→ Goal
Each entry must be reproduced precisely as it stands.

→ Source records
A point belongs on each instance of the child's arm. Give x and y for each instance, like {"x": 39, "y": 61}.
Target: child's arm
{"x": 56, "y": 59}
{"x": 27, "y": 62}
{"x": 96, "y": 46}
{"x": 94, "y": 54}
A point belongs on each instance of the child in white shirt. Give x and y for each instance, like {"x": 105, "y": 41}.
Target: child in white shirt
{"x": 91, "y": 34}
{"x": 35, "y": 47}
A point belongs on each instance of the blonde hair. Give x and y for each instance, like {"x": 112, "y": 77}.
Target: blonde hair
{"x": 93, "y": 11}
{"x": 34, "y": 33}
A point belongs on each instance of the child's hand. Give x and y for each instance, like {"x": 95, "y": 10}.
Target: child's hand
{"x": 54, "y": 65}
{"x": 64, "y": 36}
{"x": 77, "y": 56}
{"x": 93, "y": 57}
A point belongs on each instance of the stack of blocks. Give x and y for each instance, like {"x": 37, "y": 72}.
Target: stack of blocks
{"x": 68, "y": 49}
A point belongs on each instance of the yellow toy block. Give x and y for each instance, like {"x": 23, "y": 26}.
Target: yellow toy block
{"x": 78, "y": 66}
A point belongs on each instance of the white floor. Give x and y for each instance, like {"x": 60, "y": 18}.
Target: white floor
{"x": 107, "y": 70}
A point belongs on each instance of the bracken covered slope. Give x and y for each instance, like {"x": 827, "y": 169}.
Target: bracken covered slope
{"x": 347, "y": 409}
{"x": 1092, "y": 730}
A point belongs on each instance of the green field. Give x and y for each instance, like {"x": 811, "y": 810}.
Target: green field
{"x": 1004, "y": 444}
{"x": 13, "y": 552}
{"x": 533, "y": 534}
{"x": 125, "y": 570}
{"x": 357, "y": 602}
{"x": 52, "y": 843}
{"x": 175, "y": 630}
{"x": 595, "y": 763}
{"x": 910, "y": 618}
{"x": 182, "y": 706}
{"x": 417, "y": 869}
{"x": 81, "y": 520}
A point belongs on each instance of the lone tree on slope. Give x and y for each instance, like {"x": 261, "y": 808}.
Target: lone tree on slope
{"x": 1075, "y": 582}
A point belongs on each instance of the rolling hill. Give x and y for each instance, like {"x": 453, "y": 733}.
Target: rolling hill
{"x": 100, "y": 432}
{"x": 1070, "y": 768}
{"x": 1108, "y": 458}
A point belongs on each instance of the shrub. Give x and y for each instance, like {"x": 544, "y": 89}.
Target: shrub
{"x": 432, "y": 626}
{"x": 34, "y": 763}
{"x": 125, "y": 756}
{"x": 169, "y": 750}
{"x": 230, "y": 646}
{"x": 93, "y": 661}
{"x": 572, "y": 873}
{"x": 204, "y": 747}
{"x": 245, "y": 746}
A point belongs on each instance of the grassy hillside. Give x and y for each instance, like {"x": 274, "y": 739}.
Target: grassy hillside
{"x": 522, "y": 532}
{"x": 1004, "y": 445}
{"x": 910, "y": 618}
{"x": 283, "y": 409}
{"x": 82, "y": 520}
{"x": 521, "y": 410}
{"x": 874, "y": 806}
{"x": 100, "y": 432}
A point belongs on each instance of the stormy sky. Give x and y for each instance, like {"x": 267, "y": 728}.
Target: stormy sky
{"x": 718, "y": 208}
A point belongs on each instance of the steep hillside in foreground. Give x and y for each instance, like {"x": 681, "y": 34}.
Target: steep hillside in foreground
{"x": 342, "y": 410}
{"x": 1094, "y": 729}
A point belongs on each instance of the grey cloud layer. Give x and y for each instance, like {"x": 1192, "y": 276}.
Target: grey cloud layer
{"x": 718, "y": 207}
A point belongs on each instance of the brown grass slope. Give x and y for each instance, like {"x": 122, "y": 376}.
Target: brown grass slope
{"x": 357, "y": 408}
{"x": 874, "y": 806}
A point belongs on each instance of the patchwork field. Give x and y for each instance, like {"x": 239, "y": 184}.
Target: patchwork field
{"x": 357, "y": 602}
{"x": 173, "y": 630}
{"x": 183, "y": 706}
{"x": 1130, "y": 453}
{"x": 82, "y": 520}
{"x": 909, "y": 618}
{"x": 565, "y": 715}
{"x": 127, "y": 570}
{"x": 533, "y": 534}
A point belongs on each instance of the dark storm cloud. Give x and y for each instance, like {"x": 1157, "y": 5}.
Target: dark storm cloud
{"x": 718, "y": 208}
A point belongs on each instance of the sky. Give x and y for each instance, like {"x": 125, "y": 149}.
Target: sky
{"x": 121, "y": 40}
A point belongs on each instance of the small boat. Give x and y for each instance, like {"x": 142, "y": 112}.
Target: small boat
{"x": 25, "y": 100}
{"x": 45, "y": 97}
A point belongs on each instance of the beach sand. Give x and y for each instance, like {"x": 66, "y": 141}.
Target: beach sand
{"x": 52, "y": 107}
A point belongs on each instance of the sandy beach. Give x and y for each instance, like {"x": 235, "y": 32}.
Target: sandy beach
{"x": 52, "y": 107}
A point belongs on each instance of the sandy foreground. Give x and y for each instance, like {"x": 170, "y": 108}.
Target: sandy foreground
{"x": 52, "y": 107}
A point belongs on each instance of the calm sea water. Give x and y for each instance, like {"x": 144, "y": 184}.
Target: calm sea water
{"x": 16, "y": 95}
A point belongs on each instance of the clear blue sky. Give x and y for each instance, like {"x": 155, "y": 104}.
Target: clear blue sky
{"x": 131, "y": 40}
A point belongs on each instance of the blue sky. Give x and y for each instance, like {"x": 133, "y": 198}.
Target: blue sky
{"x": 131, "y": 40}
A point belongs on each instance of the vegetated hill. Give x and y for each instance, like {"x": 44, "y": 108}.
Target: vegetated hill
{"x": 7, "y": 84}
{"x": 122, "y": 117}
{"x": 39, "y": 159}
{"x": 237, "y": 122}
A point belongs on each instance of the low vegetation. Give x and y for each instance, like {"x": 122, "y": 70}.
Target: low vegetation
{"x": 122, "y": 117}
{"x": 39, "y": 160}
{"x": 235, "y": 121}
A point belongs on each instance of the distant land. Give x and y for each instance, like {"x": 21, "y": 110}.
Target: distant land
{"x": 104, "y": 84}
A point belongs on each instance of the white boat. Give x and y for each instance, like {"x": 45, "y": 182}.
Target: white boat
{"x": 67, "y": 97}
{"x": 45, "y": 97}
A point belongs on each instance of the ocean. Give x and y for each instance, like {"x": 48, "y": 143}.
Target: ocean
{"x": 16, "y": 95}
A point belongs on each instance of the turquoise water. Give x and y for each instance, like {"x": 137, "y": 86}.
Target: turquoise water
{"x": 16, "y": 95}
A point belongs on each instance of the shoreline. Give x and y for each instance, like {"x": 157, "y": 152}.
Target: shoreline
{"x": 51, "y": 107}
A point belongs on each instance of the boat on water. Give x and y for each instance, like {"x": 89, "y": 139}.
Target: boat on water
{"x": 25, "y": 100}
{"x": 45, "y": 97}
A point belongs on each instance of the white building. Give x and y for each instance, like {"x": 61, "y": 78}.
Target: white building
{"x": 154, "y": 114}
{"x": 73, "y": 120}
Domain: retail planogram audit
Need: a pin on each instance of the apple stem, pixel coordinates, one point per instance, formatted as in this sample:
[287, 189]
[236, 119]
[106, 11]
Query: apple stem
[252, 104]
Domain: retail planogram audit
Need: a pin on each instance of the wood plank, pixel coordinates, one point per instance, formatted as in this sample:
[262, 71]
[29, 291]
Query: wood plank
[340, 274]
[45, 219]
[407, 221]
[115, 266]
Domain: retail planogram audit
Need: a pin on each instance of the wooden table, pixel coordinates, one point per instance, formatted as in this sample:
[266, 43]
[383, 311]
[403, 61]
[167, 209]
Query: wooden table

→ Result of this task
A point belongs on each instance of the child's arm. Give x and y for each instance, like {"x": 39, "y": 61}.
Target: child's arm
{"x": 56, "y": 59}
{"x": 27, "y": 62}
{"x": 96, "y": 46}
{"x": 94, "y": 54}
A point belongs on each instance of the child in white shirt. Give x and y for each instance, like {"x": 105, "y": 41}.
Target: child in white shirt
{"x": 91, "y": 34}
{"x": 35, "y": 47}
A point belongs on each instance of the blonde hair. Give x and y for each instance, like {"x": 112, "y": 77}.
Target: blonde hair
{"x": 93, "y": 11}
{"x": 34, "y": 33}
A point belongs on each instance of the child's hand. Give x and y for each instance, like {"x": 95, "y": 10}.
Target: child's hand
{"x": 54, "y": 65}
{"x": 64, "y": 36}
{"x": 77, "y": 56}
{"x": 93, "y": 57}
A point belongs on each instance of the stack of blocks. Give x and y for each instance, like {"x": 37, "y": 72}.
Target: stack of blocks
{"x": 68, "y": 49}
A point belongs on each instance of the yellow toy block. Give x and y for each instance, like {"x": 23, "y": 26}.
Target: yellow toy block
{"x": 78, "y": 66}
A point belongs on each instance of the white floor. Give x and y for each instance, like {"x": 60, "y": 18}.
Target: white floor
{"x": 107, "y": 70}
A point belongs on each instance of the bracken covered slope. Give x and y for each instance, like {"x": 827, "y": 169}.
Target: bracken covered slope
{"x": 347, "y": 409}
{"x": 1092, "y": 730}
A point belongs on each instance of the green field. Give x and y for each instance, like {"x": 811, "y": 810}.
Target: green field
{"x": 1004, "y": 444}
{"x": 13, "y": 552}
{"x": 533, "y": 534}
{"x": 125, "y": 570}
{"x": 357, "y": 602}
{"x": 52, "y": 843}
{"x": 175, "y": 630}
{"x": 595, "y": 763}
{"x": 910, "y": 618}
{"x": 182, "y": 706}
{"x": 417, "y": 869}
{"x": 81, "y": 520}
A point belongs on each instance of the lone tree on slope. Give x and y for each instance, like {"x": 261, "y": 808}.
Target: lone tree on slope
{"x": 1075, "y": 582}
A point belongs on each instance of the rolling hill. Give x and y for each instance, like {"x": 453, "y": 733}.
Target: rolling hill
{"x": 100, "y": 432}
{"x": 1070, "y": 768}
{"x": 1108, "y": 458}
A point belongs on each instance of the shrub. Give x and y for each instance, like {"x": 544, "y": 89}.
Target: shrub
{"x": 432, "y": 626}
{"x": 34, "y": 763}
{"x": 125, "y": 756}
{"x": 169, "y": 750}
{"x": 230, "y": 646}
{"x": 93, "y": 661}
{"x": 572, "y": 873}
{"x": 204, "y": 747}
{"x": 245, "y": 746}
A point belongs on each instance of the grassy hillside. Give x and y for each instance, like {"x": 274, "y": 739}.
Target: grassy hillside
{"x": 522, "y": 532}
{"x": 1004, "y": 445}
{"x": 910, "y": 618}
{"x": 283, "y": 409}
{"x": 82, "y": 520}
{"x": 521, "y": 410}
{"x": 874, "y": 806}
{"x": 100, "y": 432}
A point belongs on each instance of the stormy sky. Give x and y for each instance, like {"x": 267, "y": 728}.
Target: stormy sky
{"x": 718, "y": 208}
A point belongs on each instance of the steep hillside in foreground. Give x and y for each instance, like {"x": 681, "y": 34}.
Target: steep hillside in foreground
{"x": 342, "y": 410}
{"x": 1094, "y": 729}
A point belongs on each instance of the grey cloud layer. Give x and y for each instance, like {"x": 1192, "y": 276}.
Target: grey cloud layer
{"x": 718, "y": 207}
A point belongs on each instance of the brown grass slope. Give x and y for each instance, like {"x": 122, "y": 376}.
Target: brown grass slope
{"x": 357, "y": 408}
{"x": 874, "y": 806}
A point belongs on each instance of the patchwork field. Give x and y for each instance, like {"x": 239, "y": 184}.
Target: patchwork field
{"x": 357, "y": 602}
{"x": 173, "y": 630}
{"x": 183, "y": 706}
{"x": 1130, "y": 453}
{"x": 82, "y": 520}
{"x": 909, "y": 618}
{"x": 565, "y": 715}
{"x": 127, "y": 570}
{"x": 533, "y": 534}
A point belongs on each instance of the dark storm cloud. Give x and y for each instance, like {"x": 1157, "y": 5}.
Target: dark storm cloud
{"x": 718, "y": 208}
A point belongs on each instance of the sky. Give x and y for each instance, like {"x": 125, "y": 149}.
Target: sky
{"x": 121, "y": 40}
A point belongs on each instance of the small boat. Give x and y for each instance, like {"x": 142, "y": 112}.
Target: small boat
{"x": 25, "y": 100}
{"x": 45, "y": 97}
A point belongs on each instance of the beach sand. Give x and y for each instance, like {"x": 66, "y": 141}.
Target: beach sand
{"x": 52, "y": 107}
A point belongs on each instance of the sandy beach. Give x and y for each instance, like {"x": 235, "y": 32}.
Target: sandy beach
{"x": 52, "y": 107}
A point belongs on each instance of the sandy foreground. Give x and y for each instance, like {"x": 170, "y": 108}.
Target: sandy foreground
{"x": 52, "y": 107}
A point belongs on each instance of the calm sea water. Give x and y for each instance, like {"x": 144, "y": 184}.
Target: calm sea water
{"x": 16, "y": 95}
A point belongs on each instance of the clear blue sky. Give x and y for each instance, like {"x": 155, "y": 104}.
Target: clear blue sky
{"x": 131, "y": 40}
A point belongs on each instance of the blue sky. Give x and y for each instance, like {"x": 133, "y": 198}.
Target: blue sky
{"x": 131, "y": 40}
A point belongs on each instance of the vegetated hill. Give x and y for each instance, like {"x": 44, "y": 108}.
Target: vegetated hill
{"x": 7, "y": 84}
{"x": 122, "y": 117}
{"x": 39, "y": 159}
{"x": 237, "y": 122}
A point belongs on each instance of the low vegetation. Give x and y for each instance, like {"x": 122, "y": 70}.
Target: low vegetation
{"x": 122, "y": 117}
{"x": 39, "y": 160}
{"x": 235, "y": 121}
A point belongs on each instance of the distant land. Give x and y for each instance, like {"x": 21, "y": 110}.
Target: distant land
{"x": 104, "y": 84}
A point belongs on each instance of the white boat. Give x and y for each instance, like {"x": 45, "y": 182}.
Target: white boat
{"x": 67, "y": 97}
{"x": 45, "y": 97}
A point belongs on each instance of the ocean. Give x and y for each instance, like {"x": 48, "y": 143}.
Target: ocean
{"x": 16, "y": 95}
A point belongs on each instance of the turquoise water. Give x and y for each instance, like {"x": 137, "y": 86}.
Target: turquoise water
{"x": 16, "y": 95}
A point belongs on each instance of the shoreline. Give x and y for each instance, like {"x": 157, "y": 152}.
Target: shoreline
{"x": 51, "y": 107}
A point belongs on each instance of the boat on water. Give x and y for each instance, like {"x": 89, "y": 139}.
Target: boat on water
{"x": 25, "y": 100}
{"x": 45, "y": 97}
A point belongs on each instance of the white building. Give x and y for each instance, like {"x": 61, "y": 78}.
Target: white building
{"x": 154, "y": 114}
{"x": 73, "y": 120}
Domain: retail planogram audit
Need: a pin on each instance of the apple stem, pixel coordinates, one point per instance, formatted as in this sample:
[287, 189]
[236, 119]
[106, 11]
Query: apple stem
[252, 104]
Domain: retail planogram audit
Need: a pin on each instance of the wood plank, pixel coordinates, one point per instance, formatted as in this sample:
[262, 71]
[29, 291]
Query: wood plank
[340, 274]
[45, 219]
[407, 221]
[115, 266]
Domain: retail planogram audit
Need: a pin on each instance of the wooden table, pixel coordinates, one point per instance, formatted as in this sample:
[266, 43]
[383, 311]
[403, 61]
[167, 209]
Query: wooden table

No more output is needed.